= Required task =
Can you give all the records again, substituting "bounding box coordinates" for each "pixel coordinates" and leaving everything else unchanged?
** start **
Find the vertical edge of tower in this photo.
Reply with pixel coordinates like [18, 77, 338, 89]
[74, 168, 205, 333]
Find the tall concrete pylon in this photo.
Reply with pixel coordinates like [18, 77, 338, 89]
** end **
= Written reply =
Find the vertical edge of tower in this photo.
Reply with bounding box coordinates like [18, 77, 338, 89]
[74, 168, 205, 333]
Find the tall concrete pylon in this photo.
Reply with bounding box coordinates like [18, 77, 338, 89]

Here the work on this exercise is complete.